* [What the exercise asks]
Output the data exactly, with every line intact.

* [Data to examine]
^^^^^^^^

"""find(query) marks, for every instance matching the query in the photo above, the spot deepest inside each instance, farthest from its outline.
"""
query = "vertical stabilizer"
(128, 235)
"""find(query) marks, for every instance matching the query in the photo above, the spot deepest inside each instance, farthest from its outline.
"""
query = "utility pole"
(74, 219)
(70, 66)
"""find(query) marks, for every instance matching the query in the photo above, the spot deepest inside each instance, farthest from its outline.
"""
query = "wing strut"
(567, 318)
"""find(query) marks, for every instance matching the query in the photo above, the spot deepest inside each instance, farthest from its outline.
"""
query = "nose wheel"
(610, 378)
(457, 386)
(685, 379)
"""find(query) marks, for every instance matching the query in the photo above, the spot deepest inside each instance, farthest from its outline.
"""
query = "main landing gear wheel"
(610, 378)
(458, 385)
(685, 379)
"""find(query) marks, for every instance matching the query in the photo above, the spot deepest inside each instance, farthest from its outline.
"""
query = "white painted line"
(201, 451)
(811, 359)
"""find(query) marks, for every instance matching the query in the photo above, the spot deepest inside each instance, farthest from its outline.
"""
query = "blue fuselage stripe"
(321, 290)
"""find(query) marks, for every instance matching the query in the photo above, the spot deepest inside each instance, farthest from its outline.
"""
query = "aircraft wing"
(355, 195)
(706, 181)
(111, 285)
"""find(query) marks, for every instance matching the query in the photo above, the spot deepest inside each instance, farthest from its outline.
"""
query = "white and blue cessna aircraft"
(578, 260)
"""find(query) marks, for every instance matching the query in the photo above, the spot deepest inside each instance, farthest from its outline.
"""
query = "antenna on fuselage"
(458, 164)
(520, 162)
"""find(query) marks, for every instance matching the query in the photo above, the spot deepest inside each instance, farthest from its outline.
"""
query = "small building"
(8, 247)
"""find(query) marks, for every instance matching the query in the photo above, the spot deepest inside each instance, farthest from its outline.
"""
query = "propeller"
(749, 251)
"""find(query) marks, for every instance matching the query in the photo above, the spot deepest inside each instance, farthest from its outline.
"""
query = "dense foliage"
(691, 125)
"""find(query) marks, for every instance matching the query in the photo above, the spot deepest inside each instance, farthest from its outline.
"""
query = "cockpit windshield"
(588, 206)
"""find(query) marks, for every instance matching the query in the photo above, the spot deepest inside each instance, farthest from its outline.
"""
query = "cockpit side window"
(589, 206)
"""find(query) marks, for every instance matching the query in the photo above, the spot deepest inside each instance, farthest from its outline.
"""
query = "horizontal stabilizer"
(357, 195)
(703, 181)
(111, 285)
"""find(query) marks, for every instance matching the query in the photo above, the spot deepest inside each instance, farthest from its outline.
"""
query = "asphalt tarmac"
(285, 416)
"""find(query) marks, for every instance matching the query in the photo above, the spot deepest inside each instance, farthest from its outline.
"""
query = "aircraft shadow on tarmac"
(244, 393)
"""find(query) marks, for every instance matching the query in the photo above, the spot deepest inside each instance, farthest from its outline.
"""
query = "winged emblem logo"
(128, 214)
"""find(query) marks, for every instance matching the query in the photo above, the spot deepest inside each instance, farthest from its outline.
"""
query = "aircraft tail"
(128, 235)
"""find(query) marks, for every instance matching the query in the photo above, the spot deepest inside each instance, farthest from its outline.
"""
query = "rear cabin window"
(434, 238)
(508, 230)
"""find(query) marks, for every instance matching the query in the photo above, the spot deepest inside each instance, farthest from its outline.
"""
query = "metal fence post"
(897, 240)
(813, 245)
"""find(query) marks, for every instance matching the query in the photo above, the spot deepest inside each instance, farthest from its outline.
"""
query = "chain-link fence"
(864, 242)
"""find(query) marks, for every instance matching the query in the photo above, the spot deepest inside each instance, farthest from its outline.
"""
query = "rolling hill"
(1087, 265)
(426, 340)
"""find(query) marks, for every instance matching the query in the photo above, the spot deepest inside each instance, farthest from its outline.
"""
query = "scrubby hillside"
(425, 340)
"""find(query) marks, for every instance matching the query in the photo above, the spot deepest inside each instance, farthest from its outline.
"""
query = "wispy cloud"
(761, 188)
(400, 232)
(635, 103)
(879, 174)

^^^^^^^^

* [Worked solution]
"""find(query) marks, for every instance matching the query in the photo above, the spot deepest inside each instance, farthest from its outline.
"""
query = "vertical stabilizer"
(128, 235)
"""find(query) marks, for every instance matching the query in the photo above, the spot deepest inside each instance, farthest from its outline.
"""
query = "utility pole"
(74, 219)
(70, 66)
"""find(query) marks, for every instance matching the query in the photo above, the spot deepest inside each instance, farthest from its outline.
"""
query = "wing strut"
(567, 318)
"""find(query) marks, for every instance matching the query in the photo above, the spot deepest inside each instance, farthest from its outline.
"""
query = "nose wheel"
(610, 378)
(457, 386)
(685, 379)
"""find(query) marks, for every instance matching the query in the photo above, the spot deepest inside each instance, farthest from its outline.
"""
query = "main landing gear wheel"
(610, 378)
(458, 385)
(685, 379)
"""find(query) marks, for every instance matching the query in the photo above, the spot deepest inside each instance, farthest from its outline.
"""
query = "white painted line"
(201, 451)
(811, 359)
"""find(query) marks, for every instance matching the query in the photo above, the spot deepest inside each instance, farthest from its outline.
"""
query = "blue fuselage stripe"
(321, 290)
"""find(query) marks, for every instance matching the query in the photo above, the spot deepest inside each instance, farthest from its outline.
"""
query = "aircraft wing"
(355, 195)
(706, 181)
(111, 285)
"""find(query) marks, for every instance matching the query in the photo above, the spot deepest inside each instance, farthest from its outline.
"""
query = "white and blue cessna aircraft"
(578, 260)
"""find(query) marks, for every instance matching the query in the photo above, the spot deepest inside each instance, farthest from its outline.
"""
query = "antenna on fuselage"
(458, 164)
(520, 162)
"""find(query) marks, for every instance matching the query in the photo above, the spot deepest inside each instance, farthest from its outline.
"""
query = "small building"
(8, 247)
"""find(query) marks, for every instance matching the query in the photo above, the spot deepest inside each instance, farthest from its outline.
"""
query = "propeller"
(749, 251)
"""find(query) marks, for every instance matching the query in the photo above, the spot deepest inside each instance, farthest from its outline.
"""
query = "dense foliage"
(691, 125)
"""find(query) marks, for every instance matching the query in the photo above, the spot deepest inside each instance, farthest from its outline.
"""
query = "cockpit windshield"
(588, 206)
"""find(query) marks, for every instance matching the query in the photo above, the spot deepest inside each instance, farthest from its outline.
"""
query = "cockpit side window"
(589, 206)
"""find(query) marks, for every instance matching the query in the photo above, the spot deepest inside each instance, farthest from its outline.
"""
query = "horizontal stabilizer"
(357, 195)
(703, 181)
(111, 285)
"""find(query) marks, for every instance matching the query in the photo above, the spot deepest inside each instance, farthest from its outline.
"""
query = "asphalt tarmac"
(285, 416)
"""find(query) marks, for every instance matching the query in the photo above, the spot deepest inside each instance, farthest from its outline.
"""
query = "aircraft shadow on tarmac"
(244, 393)
"""find(query) marks, for every instance matching the query in the photo above, the spot deepest inside each instance, farthest from its outline.
"""
query = "winged emblem logo"
(128, 214)
"""find(query) marks, for every instance matching the query in the photo above, the spot deepest inside each instance, farthest from its outline.
"""
query = "aircraft tail"
(128, 235)
"""find(query) marks, for every instance matching the query in the photo above, the spot deepest inside each instance, farthest from its outline.
"""
query = "rear cabin window"
(434, 238)
(508, 230)
"""find(query) marks, for every instance matching the query in the photo above, the spot deepest inside each instance, farthest from its outline.
"""
query = "metal fence post"
(897, 240)
(813, 245)
"""find(query) marks, for every instance matching the query in the photo above, the spot deepest inside each instance, farthest from its outline.
"""
query = "chain-link fence"
(864, 242)
"""find(query) marks, for every instance matching the query in the photo above, the spot deepest inside each instance, farthest from its outline.
"""
query = "rolling hill"
(1087, 265)
(426, 340)
"""find(query) marks, for every instance matching the query in the photo above, the spot deepest inside each instance, farthest from its outline.
"""
query = "scrubby hillside"
(425, 340)
"""find(query) marks, for every instance matching the query in the photo above, the spot deepest inside each instance, farthest from its outline.
"""
query = "wispy cloud"
(761, 188)
(400, 232)
(635, 103)
(879, 174)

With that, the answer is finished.